:: Try it ::
The response should consist of the listing, repeated word for word.

### Provided records ###

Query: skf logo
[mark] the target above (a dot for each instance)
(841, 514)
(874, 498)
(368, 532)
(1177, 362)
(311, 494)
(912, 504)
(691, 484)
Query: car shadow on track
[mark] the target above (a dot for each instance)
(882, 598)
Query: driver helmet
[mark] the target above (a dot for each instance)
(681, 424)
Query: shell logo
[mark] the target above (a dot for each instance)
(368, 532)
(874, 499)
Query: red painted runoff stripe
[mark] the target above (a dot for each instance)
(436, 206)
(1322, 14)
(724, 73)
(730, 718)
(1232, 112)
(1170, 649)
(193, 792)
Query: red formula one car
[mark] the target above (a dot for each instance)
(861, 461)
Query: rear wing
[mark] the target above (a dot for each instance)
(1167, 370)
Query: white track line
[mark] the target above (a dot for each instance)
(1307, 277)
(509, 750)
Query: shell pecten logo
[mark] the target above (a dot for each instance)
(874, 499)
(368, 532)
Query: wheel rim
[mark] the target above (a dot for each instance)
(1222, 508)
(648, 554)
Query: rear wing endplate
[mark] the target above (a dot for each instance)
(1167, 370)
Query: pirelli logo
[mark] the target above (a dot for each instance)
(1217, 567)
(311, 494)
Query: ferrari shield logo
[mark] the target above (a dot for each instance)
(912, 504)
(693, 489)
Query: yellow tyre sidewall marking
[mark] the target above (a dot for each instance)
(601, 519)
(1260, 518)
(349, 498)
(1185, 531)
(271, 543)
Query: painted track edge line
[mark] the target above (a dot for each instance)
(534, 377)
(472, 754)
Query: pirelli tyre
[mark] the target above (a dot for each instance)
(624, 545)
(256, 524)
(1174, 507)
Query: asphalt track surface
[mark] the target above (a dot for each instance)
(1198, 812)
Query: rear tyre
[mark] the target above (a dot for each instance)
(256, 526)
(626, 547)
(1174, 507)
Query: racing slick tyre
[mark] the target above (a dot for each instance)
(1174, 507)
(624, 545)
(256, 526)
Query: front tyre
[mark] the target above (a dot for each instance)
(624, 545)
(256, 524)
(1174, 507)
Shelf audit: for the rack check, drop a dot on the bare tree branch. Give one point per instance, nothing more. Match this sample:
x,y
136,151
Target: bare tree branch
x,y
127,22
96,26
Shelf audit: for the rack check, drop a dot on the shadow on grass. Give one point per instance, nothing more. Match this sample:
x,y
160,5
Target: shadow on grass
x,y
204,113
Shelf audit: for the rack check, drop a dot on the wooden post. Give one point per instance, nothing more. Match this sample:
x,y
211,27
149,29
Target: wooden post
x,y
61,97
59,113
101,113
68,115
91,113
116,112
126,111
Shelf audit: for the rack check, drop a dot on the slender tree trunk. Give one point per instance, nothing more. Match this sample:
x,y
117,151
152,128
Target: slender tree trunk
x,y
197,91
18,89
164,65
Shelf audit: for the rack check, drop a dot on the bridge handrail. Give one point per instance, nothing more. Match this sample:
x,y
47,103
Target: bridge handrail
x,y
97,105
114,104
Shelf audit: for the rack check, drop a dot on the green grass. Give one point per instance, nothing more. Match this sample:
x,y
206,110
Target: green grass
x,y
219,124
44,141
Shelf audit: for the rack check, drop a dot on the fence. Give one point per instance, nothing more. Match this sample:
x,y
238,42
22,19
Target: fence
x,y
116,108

###

:: Task answer ::
Query: skf logo
[mark] the target above (a dot for each instance)
(841, 514)
(874, 498)
(368, 532)
(1177, 362)
(311, 494)
(912, 504)
(691, 484)
Query: car shadow on track
[mark] the target above (a dot for each instance)
(882, 598)
Query: driver helmet
[mark] the target above (a dot for each instance)
(681, 424)
Query: shell logo
[mark] the target above (a dot for each instance)
(368, 532)
(874, 499)
Query: red painted runoff stripe
[mark] the target above (a dot for each instance)
(436, 206)
(1322, 14)
(724, 73)
(730, 718)
(1232, 112)
(1170, 649)
(193, 792)
Query: red formula one car
[mark] the target above (a dot for each instance)
(861, 461)
Query: rear wing
[mark] the target above (a dot for each instance)
(1167, 370)
Query: white track line
[mark] the target above (a dot for each instance)
(1307, 277)
(509, 750)
Query: shell pecten logo
[mark] the target above (a dot for each instance)
(874, 499)
(368, 532)
Query: wheel rim
[mark] the target above (a dot for each instance)
(1222, 508)
(648, 554)
Query: rear wing endplate
[mark] the target above (a dot for each instance)
(1167, 370)
Query: pirelli logo
[mark] the target above (a dot for each instance)
(1217, 567)
(311, 494)
Query: ferrari shield logo
[mark] the target above (a dot for each instance)
(912, 504)
(693, 489)
Query: yellow tyre sidewall marking
[mark] the target above (a dot for each instance)
(601, 519)
(1260, 518)
(349, 498)
(1185, 531)
(271, 543)
Query: painted track edge line
[mark] the target above (a dot for each instance)
(534, 377)
(472, 754)
Query: pirelli tyre
[mark] the target above (a dot for each instance)
(624, 545)
(256, 524)
(1174, 507)
Query: asphalt track surface
[mark] the target above (a dot for each instance)
(1198, 812)
Query: rear tyre
[mark] the target above (a dot for each instance)
(256, 526)
(626, 547)
(1174, 507)
Query: racing slick tyre
[mark] the target above (a dot for each instance)
(1174, 507)
(624, 545)
(256, 526)
Query: front tyre
[mark] the target above (a dot for each instance)
(624, 545)
(256, 524)
(1174, 507)
Shelf audit: for the rack check, drop a dot on the bare tree branch. Give one point per instance, nothing more. Match this sample:
x,y
136,151
Target: bare tree branch
x,y
127,22
96,26
Shelf audit: for the rack check, drop a dot on the shadow on grass. Give one point per instance, nothing more. Match this sample:
x,y
160,5
Target: shadow on grass
x,y
204,113
Shelf audit: for the rack check, drop a dot on the wooden post. Give one point per instance, nothing more. Match this sample:
x,y
211,27
149,29
Target: wooden post
x,y
61,97
59,113
101,113
68,115
91,113
116,112
126,111
Shelf audit: for the rack check, drop a dot on the slender tree trunk. Give one point per instance, nothing more. Match this sample:
x,y
117,151
152,128
Target: slender tree trunk
x,y
197,91
18,89
164,65
Shelf audit: for the rack check, drop a dot on the bridge handrail. Give one point per instance, nothing more. Match this sample:
x,y
47,103
Target: bridge handrail
x,y
97,105
114,104
Shelf audit: for the rack check, drop a dot on the green grass. Give one point per instance, nothing more. Match this sample:
x,y
206,110
Target: green grass
x,y
219,124
44,141
Shelf audit: for the rack check, drop a dot on the fence. Give one point per instance, nothing more. Match this sample:
x,y
238,42
22,19
Target: fence
x,y
116,108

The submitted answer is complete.